DATA Block Start
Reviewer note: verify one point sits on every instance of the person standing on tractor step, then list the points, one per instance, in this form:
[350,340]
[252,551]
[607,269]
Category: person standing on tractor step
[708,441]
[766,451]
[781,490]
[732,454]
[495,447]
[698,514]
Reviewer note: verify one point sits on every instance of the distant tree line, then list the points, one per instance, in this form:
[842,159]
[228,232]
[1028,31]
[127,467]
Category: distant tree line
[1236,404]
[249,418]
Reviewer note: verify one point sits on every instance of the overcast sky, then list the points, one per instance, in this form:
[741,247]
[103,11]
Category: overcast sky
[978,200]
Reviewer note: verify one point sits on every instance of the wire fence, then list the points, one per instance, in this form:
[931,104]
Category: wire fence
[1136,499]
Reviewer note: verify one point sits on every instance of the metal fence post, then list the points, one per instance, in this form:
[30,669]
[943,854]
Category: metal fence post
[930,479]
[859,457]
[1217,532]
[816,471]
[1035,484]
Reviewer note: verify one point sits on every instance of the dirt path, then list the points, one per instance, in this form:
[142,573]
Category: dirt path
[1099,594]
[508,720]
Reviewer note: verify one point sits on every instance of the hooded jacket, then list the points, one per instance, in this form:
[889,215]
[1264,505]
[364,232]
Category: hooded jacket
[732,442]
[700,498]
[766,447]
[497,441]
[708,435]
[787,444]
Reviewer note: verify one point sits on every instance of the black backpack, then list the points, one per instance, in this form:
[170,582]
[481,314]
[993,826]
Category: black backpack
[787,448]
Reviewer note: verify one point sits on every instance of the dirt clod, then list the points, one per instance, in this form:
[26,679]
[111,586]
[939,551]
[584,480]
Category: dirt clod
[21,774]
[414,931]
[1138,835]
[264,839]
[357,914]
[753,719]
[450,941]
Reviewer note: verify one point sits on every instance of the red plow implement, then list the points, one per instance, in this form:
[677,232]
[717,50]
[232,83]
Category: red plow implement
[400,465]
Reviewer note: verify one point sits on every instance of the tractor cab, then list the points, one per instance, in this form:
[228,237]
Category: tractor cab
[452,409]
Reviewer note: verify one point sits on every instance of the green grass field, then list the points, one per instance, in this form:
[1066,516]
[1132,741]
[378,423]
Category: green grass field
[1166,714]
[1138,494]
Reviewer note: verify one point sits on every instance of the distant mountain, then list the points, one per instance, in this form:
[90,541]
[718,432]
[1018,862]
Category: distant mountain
DATA Block End
● EXERCISE
From the entries above, show each line that includes the string "mountain".

● TASK RESPONSE
Reviewer note: verify one point sits on every instance of the distant mountain, then list the points, one per instance, in this form:
Category: distant mountain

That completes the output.